▶ [Kurze Übung]: Welche Möglichkeiten zur Anwendung der §§ 2315 und 2316 BGB kommen laut dem Text über Ausgleichung und Anrechnung nach der BGH-Entscheidung in Frage?

Ausschlaggebend für den Willen des Erblassers ist, ob mit seiner Zuwendung zugleich auch eine Enterbung des Empfängers mit bloßer Pflichtteilsberechtigung festgelegt (Anrechnung) oder aber nur klargestellt werden sollte, dass der Empfänger lediglich zeitlich vorgezogen bedacht wird, es im Übrigen aber bei den rechtlichen Wirkungen einer Zuwendung im Erbfall verbleiben soll (Ausgleichung).

Der BGH stellte in seiner Entscheidung heraus, dass bei einer Schenkung an einen Pflichtteilsberechtigten sehr genau geprüft und festgestellt werden müsse, was der Erblasser bei der Zuwendung gewollt habe. Es komme sowohl die isolierte Anwendung des § 2315 BGB, die isolierte Anwendung des § 2316 BGB, die kumulierte Anwendung beider Vorschriften oder auch die Anwendung keiner der beiden Normen in Frage.

Ausgleichung und Anrechnung führen zu unterschiedlichen Ergebnissen

Ausdrücklich wies der BGH darauf hin, dass beide in Frage kommenden Normen unterschiedliche Voraussetzungen hätten und dem folgend auch zu verschiedenen Ergebnissen in Bezug auf die Pflichtteilshöhe führen können.

▶ [Datensatzauszüge]:

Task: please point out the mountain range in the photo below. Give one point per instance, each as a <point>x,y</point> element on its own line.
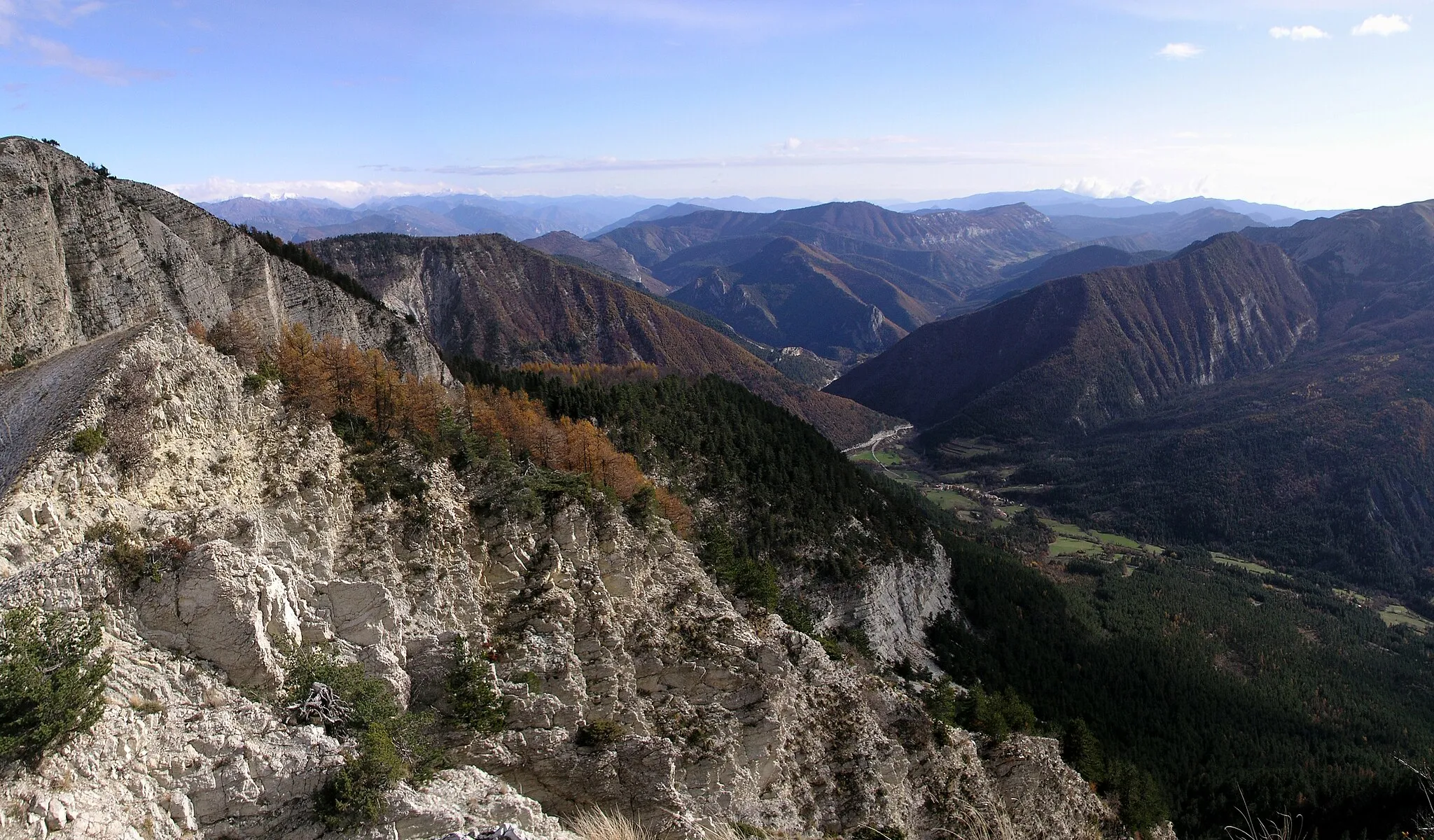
<point>683,599</point>
<point>488,297</point>
<point>1265,393</point>
<point>1060,202</point>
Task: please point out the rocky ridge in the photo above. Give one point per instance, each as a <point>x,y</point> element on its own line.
<point>88,254</point>
<point>726,714</point>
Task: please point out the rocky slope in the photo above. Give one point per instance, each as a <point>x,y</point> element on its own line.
<point>723,714</point>
<point>1076,353</point>
<point>86,254</point>
<point>489,297</point>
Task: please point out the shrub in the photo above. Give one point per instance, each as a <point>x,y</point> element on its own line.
<point>88,442</point>
<point>52,681</point>
<point>1142,804</point>
<point>997,714</point>
<point>878,833</point>
<point>641,506</point>
<point>127,419</point>
<point>942,703</point>
<point>392,747</point>
<point>356,793</point>
<point>123,554</point>
<point>472,699</point>
<point>748,578</point>
<point>1083,753</point>
<point>369,699</point>
<point>600,733</point>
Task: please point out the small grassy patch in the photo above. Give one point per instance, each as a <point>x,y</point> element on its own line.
<point>1116,539</point>
<point>951,500</point>
<point>1071,547</point>
<point>1228,561</point>
<point>1397,614</point>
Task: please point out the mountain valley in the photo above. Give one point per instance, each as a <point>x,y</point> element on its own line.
<point>351,535</point>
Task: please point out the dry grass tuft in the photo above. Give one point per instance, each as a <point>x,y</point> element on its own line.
<point>599,825</point>
<point>1288,827</point>
<point>977,826</point>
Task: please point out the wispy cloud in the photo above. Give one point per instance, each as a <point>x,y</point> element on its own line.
<point>16,18</point>
<point>1179,52</point>
<point>1298,32</point>
<point>792,153</point>
<point>50,53</point>
<point>732,18</point>
<point>1384,24</point>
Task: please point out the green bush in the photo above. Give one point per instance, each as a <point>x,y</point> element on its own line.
<point>1082,752</point>
<point>88,442</point>
<point>997,714</point>
<point>1142,804</point>
<point>356,793</point>
<point>600,733</point>
<point>472,699</point>
<point>123,554</point>
<point>643,506</point>
<point>942,703</point>
<point>52,681</point>
<point>384,476</point>
<point>746,577</point>
<point>392,747</point>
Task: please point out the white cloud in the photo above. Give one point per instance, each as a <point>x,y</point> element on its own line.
<point>344,192</point>
<point>1384,24</point>
<point>1181,50</point>
<point>1298,32</point>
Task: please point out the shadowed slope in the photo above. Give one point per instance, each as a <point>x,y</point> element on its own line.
<point>1080,351</point>
<point>492,298</point>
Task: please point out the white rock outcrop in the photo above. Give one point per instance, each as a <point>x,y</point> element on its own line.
<point>591,625</point>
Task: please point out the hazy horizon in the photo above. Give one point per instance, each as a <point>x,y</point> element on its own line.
<point>1308,105</point>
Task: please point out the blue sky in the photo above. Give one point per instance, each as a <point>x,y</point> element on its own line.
<point>1260,99</point>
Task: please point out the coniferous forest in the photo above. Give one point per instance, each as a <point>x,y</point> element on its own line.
<point>1199,684</point>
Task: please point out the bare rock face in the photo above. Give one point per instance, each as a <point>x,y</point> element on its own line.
<point>88,254</point>
<point>227,608</point>
<point>633,682</point>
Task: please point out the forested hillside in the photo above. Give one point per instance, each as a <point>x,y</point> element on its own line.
<point>1212,681</point>
<point>1073,354</point>
<point>489,297</point>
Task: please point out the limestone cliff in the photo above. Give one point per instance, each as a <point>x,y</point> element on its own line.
<point>723,714</point>
<point>85,254</point>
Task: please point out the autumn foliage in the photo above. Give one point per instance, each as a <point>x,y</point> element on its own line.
<point>329,377</point>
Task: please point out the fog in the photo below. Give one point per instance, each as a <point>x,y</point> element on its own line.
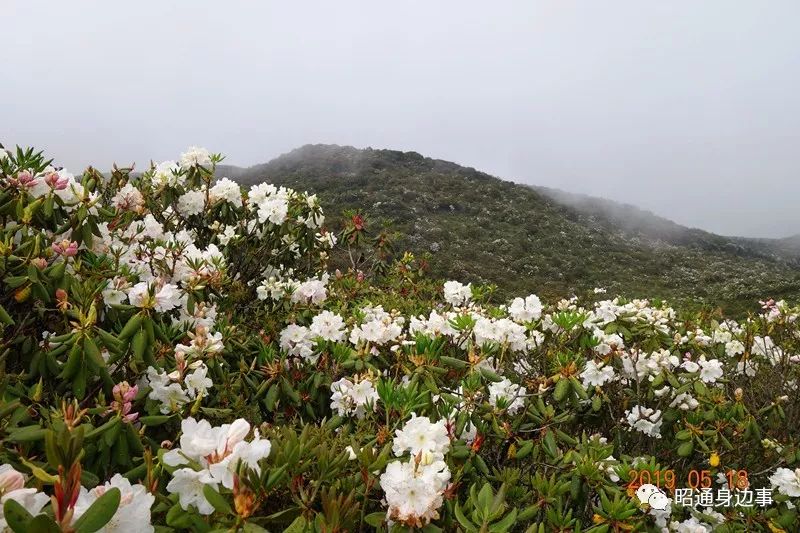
<point>687,109</point>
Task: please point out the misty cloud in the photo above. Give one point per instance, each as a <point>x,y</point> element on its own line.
<point>682,108</point>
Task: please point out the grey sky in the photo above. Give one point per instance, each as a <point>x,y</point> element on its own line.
<point>689,109</point>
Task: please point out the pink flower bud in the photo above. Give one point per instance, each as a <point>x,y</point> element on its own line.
<point>10,480</point>
<point>66,248</point>
<point>55,181</point>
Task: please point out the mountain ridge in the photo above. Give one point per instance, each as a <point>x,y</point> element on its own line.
<point>526,237</point>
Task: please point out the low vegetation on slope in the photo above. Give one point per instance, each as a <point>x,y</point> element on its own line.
<point>178,354</point>
<point>482,229</point>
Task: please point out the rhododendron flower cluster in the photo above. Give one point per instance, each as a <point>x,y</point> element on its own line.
<point>150,321</point>
<point>215,453</point>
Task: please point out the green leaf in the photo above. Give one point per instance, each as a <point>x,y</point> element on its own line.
<point>16,516</point>
<point>375,519</point>
<point>562,388</point>
<point>99,513</point>
<point>178,518</point>
<point>298,526</point>
<point>42,524</point>
<point>216,500</point>
<point>131,327</point>
<point>27,434</point>
<point>5,318</point>
<point>39,473</point>
<point>686,449</point>
<point>154,420</point>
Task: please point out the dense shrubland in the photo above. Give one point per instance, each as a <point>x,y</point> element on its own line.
<point>180,354</point>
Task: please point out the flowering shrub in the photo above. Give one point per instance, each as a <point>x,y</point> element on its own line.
<point>181,354</point>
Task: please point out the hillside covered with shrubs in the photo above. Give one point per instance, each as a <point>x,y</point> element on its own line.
<point>181,353</point>
<point>530,239</point>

▶ [Ergebnis der Übung]: In Frage kommen die isolierte Anwendung des § 2315 BGB, die isolierte Anwendung des § 2316 BGB, die kumulierte Anwendung beider Vorschriften oder die Anwendung keiner der beiden Normen.